▶ **Data shown**:
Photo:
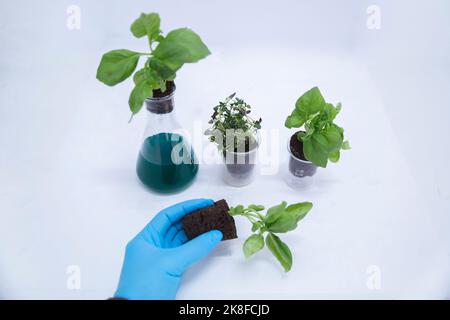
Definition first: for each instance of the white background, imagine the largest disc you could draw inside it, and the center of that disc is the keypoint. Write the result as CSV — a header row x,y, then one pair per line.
x,y
69,194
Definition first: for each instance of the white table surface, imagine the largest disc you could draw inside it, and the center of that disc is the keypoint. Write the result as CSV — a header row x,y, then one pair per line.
x,y
69,194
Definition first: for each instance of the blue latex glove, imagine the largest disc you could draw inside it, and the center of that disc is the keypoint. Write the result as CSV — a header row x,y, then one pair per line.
x,y
158,256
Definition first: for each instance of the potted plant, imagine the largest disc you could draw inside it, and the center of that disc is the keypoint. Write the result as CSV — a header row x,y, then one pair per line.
x,y
234,132
162,164
319,139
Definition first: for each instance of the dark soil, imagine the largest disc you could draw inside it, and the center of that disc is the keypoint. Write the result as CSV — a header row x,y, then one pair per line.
x,y
296,147
170,88
215,217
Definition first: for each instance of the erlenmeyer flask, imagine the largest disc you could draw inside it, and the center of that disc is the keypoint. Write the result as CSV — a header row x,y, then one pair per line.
x,y
166,161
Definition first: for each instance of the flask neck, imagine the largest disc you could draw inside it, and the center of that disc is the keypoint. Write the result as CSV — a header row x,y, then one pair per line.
x,y
161,105
161,115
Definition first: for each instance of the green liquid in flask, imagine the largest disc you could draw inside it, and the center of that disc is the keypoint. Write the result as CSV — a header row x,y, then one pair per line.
x,y
156,169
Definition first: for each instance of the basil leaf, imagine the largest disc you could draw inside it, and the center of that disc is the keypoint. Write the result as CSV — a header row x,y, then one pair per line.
x,y
310,103
317,149
274,213
295,120
290,217
139,76
147,24
253,244
280,250
334,156
141,91
180,46
116,66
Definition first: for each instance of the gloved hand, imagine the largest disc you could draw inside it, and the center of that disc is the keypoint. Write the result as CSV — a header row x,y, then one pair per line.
x,y
158,256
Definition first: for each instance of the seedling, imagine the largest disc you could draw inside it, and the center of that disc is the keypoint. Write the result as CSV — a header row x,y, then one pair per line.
x,y
278,219
321,138
232,127
166,56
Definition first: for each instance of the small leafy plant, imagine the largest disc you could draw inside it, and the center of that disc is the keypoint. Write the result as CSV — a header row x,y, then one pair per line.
x,y
166,56
278,219
232,127
322,139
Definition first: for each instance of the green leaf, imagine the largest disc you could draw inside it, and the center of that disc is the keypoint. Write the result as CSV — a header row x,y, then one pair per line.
x,y
295,120
140,75
318,148
310,103
140,92
253,244
146,25
236,210
280,250
178,47
274,213
290,217
346,145
116,66
334,156
256,226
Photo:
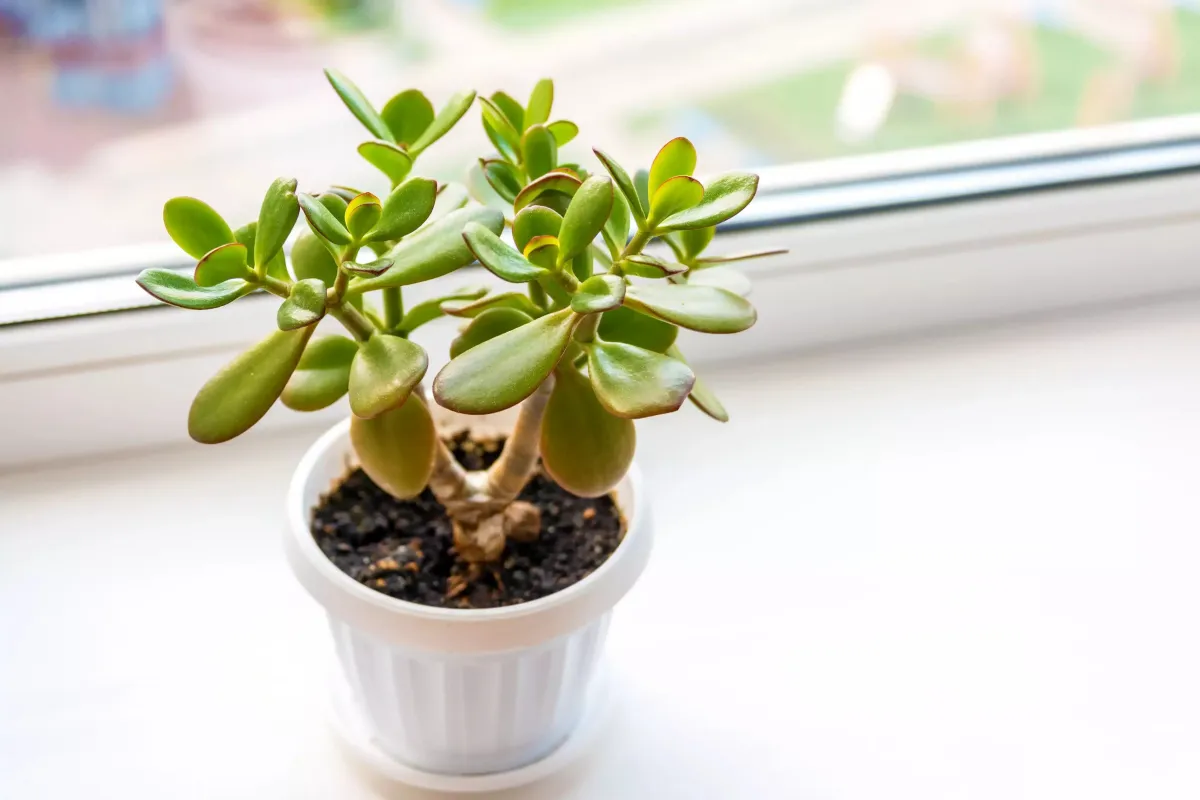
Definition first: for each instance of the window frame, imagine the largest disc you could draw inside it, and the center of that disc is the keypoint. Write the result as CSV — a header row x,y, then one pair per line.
x,y
90,366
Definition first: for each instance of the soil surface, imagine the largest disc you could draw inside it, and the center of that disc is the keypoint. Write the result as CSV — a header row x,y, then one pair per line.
x,y
403,548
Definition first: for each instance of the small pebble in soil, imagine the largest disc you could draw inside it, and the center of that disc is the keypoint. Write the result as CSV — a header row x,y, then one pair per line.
x,y
403,548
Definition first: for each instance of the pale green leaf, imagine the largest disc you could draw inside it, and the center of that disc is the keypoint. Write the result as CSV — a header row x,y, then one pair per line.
x,y
700,308
276,218
385,371
225,263
433,251
407,115
496,256
598,294
502,372
238,396
195,226
724,198
636,383
583,447
447,118
585,216
323,374
305,305
397,447
677,157
359,104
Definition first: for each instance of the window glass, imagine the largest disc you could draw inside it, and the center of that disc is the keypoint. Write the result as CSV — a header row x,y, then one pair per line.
x,y
113,106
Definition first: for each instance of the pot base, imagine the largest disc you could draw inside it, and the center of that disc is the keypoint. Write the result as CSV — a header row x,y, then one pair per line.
x,y
355,740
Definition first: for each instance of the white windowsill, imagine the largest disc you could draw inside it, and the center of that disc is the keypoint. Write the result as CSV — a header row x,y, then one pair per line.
x,y
957,566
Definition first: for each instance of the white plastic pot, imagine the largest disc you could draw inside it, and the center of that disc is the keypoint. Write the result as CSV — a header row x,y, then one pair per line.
x,y
461,691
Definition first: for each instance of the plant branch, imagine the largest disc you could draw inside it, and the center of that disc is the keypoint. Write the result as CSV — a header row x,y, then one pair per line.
x,y
515,467
393,307
359,326
636,244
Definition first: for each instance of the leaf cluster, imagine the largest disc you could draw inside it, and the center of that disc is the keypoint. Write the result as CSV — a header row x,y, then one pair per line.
x,y
591,310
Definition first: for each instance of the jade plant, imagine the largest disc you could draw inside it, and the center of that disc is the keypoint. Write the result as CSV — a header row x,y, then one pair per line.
x,y
583,343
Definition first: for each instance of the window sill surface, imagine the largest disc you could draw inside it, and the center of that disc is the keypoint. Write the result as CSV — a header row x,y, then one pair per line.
x,y
955,566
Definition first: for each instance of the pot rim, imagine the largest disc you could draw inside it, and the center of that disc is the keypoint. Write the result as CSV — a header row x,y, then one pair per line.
x,y
456,629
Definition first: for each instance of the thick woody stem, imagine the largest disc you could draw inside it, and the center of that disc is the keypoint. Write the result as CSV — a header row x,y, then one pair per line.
x,y
449,479
515,467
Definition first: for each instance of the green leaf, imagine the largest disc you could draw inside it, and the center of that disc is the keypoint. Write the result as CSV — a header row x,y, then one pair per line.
x,y
645,265
181,290
585,216
336,203
277,268
635,383
549,182
511,109
406,209
361,215
563,131
539,151
535,221
677,194
502,372
238,396
543,252
388,158
541,98
709,260
677,157
721,277
447,118
598,293
322,220
487,325
223,263
724,198
627,325
195,226
407,115
359,104
370,269
433,251
496,256
501,176
305,305
310,259
581,265
621,178
473,307
585,449
701,396
276,218
343,192
700,308
323,374
694,241
397,449
499,130
616,229
451,197
430,310
642,182
384,372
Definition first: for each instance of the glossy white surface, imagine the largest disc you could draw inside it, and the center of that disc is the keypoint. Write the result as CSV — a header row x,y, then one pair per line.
x,y
955,567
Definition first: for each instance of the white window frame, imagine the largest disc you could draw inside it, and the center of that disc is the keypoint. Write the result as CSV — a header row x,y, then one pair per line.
x,y
879,246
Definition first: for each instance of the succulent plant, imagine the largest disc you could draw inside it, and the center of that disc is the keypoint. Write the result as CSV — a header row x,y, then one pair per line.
x,y
585,349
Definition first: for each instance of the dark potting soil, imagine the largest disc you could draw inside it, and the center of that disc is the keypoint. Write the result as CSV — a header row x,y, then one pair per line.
x,y
403,548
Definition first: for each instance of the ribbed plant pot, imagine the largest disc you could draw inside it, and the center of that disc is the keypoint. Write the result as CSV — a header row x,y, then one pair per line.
x,y
462,691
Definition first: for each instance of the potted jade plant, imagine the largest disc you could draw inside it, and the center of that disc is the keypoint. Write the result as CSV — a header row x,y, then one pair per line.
x,y
468,573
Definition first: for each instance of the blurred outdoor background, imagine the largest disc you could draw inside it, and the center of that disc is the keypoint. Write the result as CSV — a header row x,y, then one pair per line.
x,y
113,106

▶ **Your objective**:
Rewrite all of the lines above as a numbered list, skipping any blank lines and leaving out the pictures.

▶ **Solution to this exercise**:
1. Photo:
2. Definition first: for each instance of the white background, imagine the largest disc you could draw inside it, and the center of that disc is the keypoint. Write the result as CSV — a header row x,y, then one pair per line.
3. x,y
4. 69,194
5. Definition first: for each instance of the white table surface, imagine the largest disc you could draw inside it, and the center of that disc is the keypoint. Write the result as CSV — a header row x,y, then one pair per line.
6. x,y
7. 69,194
8. Definition first: for each instance of the blue latex glove, imagine the largest disc you could draw inside it, and the center of that disc is the keypoint. Write the result as CSV — a header row x,y, then one pair per line.
9. x,y
10. 158,256
11. Definition first: for each instance of the potted plant, imagine the largest disc you could draw inside it, and the center of that disc is the keypoint. Write the result as CSV — a header row x,y, then one pair per line.
12. x,y
13. 234,132
14. 162,164
15. 319,139
16. Definition first: for each instance of the dark soil, imagine the largest disc you could draw inside it, and the center of that disc is the keypoint. Write the result as CSV — a header row x,y, then one pair per line.
17. x,y
18. 296,147
19. 170,88
20. 215,217
21. Definition first: for each instance of the erlenmeyer flask, imagine the largest disc you could draw inside it, and the center of that disc is the keypoint. Write the result as CSV — a header row x,y, then one pair per line.
22. x,y
23. 166,161
24. Definition first: for each instance of the flask neck, imagine the largest disc you could draw inside it, and the center of that disc is the keypoint. Write the result as CSV — a header row x,y, then one pair per line.
25. x,y
26. 161,105
27. 161,115
28. Definition first: for each instance of the green liquid in flask, imagine the largest disc you could draw inside it, and the center of that disc is the keypoint. Write the result as CSV — a header row x,y, then one pair per line.
29. x,y
30. 156,169
31. Definition first: for each instance of the basil leaf, imagine the largest disc you could draw inside it, and the center of that disc is the keypoint. Write the result as CSV — a header row x,y, then one pair per line.
32. x,y
33. 310,103
34. 317,149
35. 274,213
36. 295,120
37. 290,217
38. 139,76
39. 147,24
40. 253,244
41. 280,250
42. 334,156
43. 141,91
44. 180,46
45. 116,66
46. Definition first: for each instance of the gloved hand, imagine the largest disc you could draw inside it, and the center of that disc is the keypoint. Write the result as CSV — a header row x,y, then one pair per line.
47. x,y
48. 158,256
49. Definition first: for each instance of the seedling, imagine the largest disc you could draw inside it, and the center of that disc is the keypoint. Write the result as CSV — a header row x,y, then one pair per line.
50. x,y
51. 278,219
52. 321,138
53. 232,127
54. 166,56
55. Definition first: for each instance of the small leafy plant, imagine the largest disc you could draw inside it, and the center of that disc is the keypoint. Write the result as CSV — a header row x,y, then one pair per line.
56. x,y
57. 166,56
58. 278,219
59. 232,127
60. 322,139
61. Definition first: for each instance of the green leaf, imagine the largest disc you could draw inside it, and the center of that disc is the keypoint. Write the result as CSV — a header row x,y, then one pair per line.
62. x,y
63. 295,120
64. 140,75
65. 318,148
66. 310,103
67. 140,92
68. 253,244
69. 146,25
70. 236,210
71. 280,250
72. 178,47
73. 274,213
74. 290,217
75. 346,145
76. 116,66
77. 334,156
78. 256,226
79. Photo:
80. Definition first: for each instance of the window frame, imagine the largest disc you could draw inside it, and the center of that disc is the keypoint. Write the result as CSV — a header row x,y, then one pair per line.
81. x,y
82. 90,366
83. Definition first: for each instance of the soil surface, imagine the largest disc you could draw inside it, and the center of that disc is the keypoint. Write the result as CSV — a header row x,y, then one pair per line.
84. x,y
85. 403,548
86. Definition first: for each instance of the small pebble in soil, imagine the largest disc you could draw inside it, and the center of that disc is the keypoint. Write the result as CSV — a header row x,y, then one pair per line.
87. x,y
88. 403,548
89. Definition first: for each instance of the pale green leaf, imagine the largest disc you could draw inside it, and the center of that disc is the keypoint. Write the result as CSV — a header row x,y, then one pair per line.
90. x,y
91. 700,308
92. 276,218
93. 385,371
94. 225,263
95. 433,251
96. 407,115
97. 496,256
98. 598,294
99. 502,372
100. 238,396
101. 195,226
102. 724,198
103. 636,383
104. 583,447
105. 447,118
106. 585,216
107. 323,374
108. 305,305
109. 397,447
110. 677,157
111. 359,104
112. Definition first: for each instance of the window glass, imagine the largest disc you could draw inside it, and the center of that disc is the keypoint. Write the result as CSV — a header row x,y, then one pair per line.
113. x,y
114. 113,106
115. Definition first: for each instance of the pot base, imagine the largest disc you could draw inside it, and the center of that disc is the keypoint. Write the result as CSV — a header row x,y, then one pair per line.
116. x,y
117. 355,740
118. Definition first: for each instance of the white windowsill, imagine the largest disc you could draw inside it, and the center of that disc is the keypoint. Write the result as CSV — a header row x,y, then one pair per line.
119. x,y
120. 957,566
121. Definition first: for each instance of the white plastic pot, imagine the largest disc you could draw inside it, and the center of that disc is the keypoint. Write the result as CSV — a header row x,y, then one pair per line.
122. x,y
123. 461,691
124. Definition first: for each instance of the plant branch, imagine the largest disc you could draw inside it, and the center of that disc is the keypoint. Write the result as CSV — a header row x,y, then one pair per line.
125. x,y
126. 515,467
127. 393,307
128. 359,326
129. 636,244
130. Definition first: for each instance of the leaf cluster, imagine the largest disc you could draw inside it, and the center of that disc is the keypoint. Write the result as CSV — a header row x,y, then one pair per line.
131. x,y
132. 591,310
133. Definition first: for each instance of the jade plant, imagine the largest disc you could draw inside it, and the center of that disc is the keypoint. Write the result as CSV — a header row x,y, then one pair per line.
134. x,y
135. 583,343
136. Definition first: for each instance of the window sill surface, imagine the largest disc you could draw inside it, and the center of that disc is the keypoint. Write the result as CSV — a header row x,y, then one pair per line.
137. x,y
138. 955,566
139. Definition first: for each instance of the pot rim, imagine the largest disc you could draw inside it, and the center of that disc is the keypoint. Write the result as CSV — a header row x,y, then one pair per line.
140. x,y
141. 456,629
142. Definition first: for each instance of the thick woody stem, imagine the largest disc you could draw inside it, and the center of that disc is the keypoint. Write the result as CSV — a header row x,y, then one pair per line.
143. x,y
144. 449,479
145. 515,467
146. Definition first: for each instance of the green leaf, imagine the largest disc you could draw inside it, and the center of that disc is the keypoint. Write the result as CSV — a header row x,y, then one pair per line.
147. x,y
148. 645,265
149. 181,290
150. 585,216
151. 336,203
152. 277,268
153. 635,383
154. 549,182
155. 511,109
156. 406,209
157. 361,215
158. 563,131
159. 539,151
160. 535,221
161. 677,194
162. 502,372
163. 238,396
164. 543,252
165. 388,158
166. 541,98
167. 709,260
168. 677,157
169. 721,277
170. 447,118
171. 598,293
172. 322,220
173. 487,325
174. 223,263
175. 724,198
176. 627,325
177. 195,226
178. 407,115
179. 359,104
180. 370,269
181. 433,251
182. 496,256
183. 501,176
184. 305,305
185. 310,259
186. 581,265
187. 621,178
188. 473,307
189. 585,449
190. 701,396
191. 276,218
192. 343,192
193. 700,308
194. 323,374
195. 694,241
196. 397,449
197. 499,130
198. 616,229
199. 451,197
200. 430,310
201. 642,182
202. 384,372
203. Definition first: for each instance of the glossy white surface, imagine the largest disc you could draw inside it, and the center of that disc is the keypoint. Write the result as CSV — a header row x,y, then one pair per line.
204. x,y
205. 955,567
206. Definition first: for each instance of the white window frame, imagine the largest disc you could draw inside it, and the center of that disc is the keypoint. Write the result as CSV — a header row x,y, then one pair per line.
207. x,y
208. 879,246
209. Definition first: for each instance of the succulent plant, imagine the largest disc you could draw inside it, and the center of that disc is the keypoint. Write the result as CSV — a header row x,y, then one pair per line.
210. x,y
211. 585,349
212. Definition first: for each instance of the dark potting soil, imagine the largest disc you could draw inside it, and the center of that disc is the keypoint. Write the result as CSV — a header row x,y, then one pair per line.
213. x,y
214. 403,548
215. Definition first: for each instance of the ribbed plant pot, imagine the largest disc you could draw inside it, and the center of that disc is the keypoint. Write the result as CSV — a header row x,y, then one pair per line.
216. x,y
217. 462,691
218. Definition first: for each instance of the potted jade plant, imagine the largest disc you could draw inside it, and the center of that disc is the keypoint. Write the result as CSV — a header row x,y, then one pair per line.
219. x,y
220. 468,573
221. Definition first: for each instance of the blurred outdoor background, imagine the largest disc you could draw inside it, and the center of that disc is the keypoint. Write the result as CSV — a header row x,y, then one pair per line.
222. x,y
223. 113,106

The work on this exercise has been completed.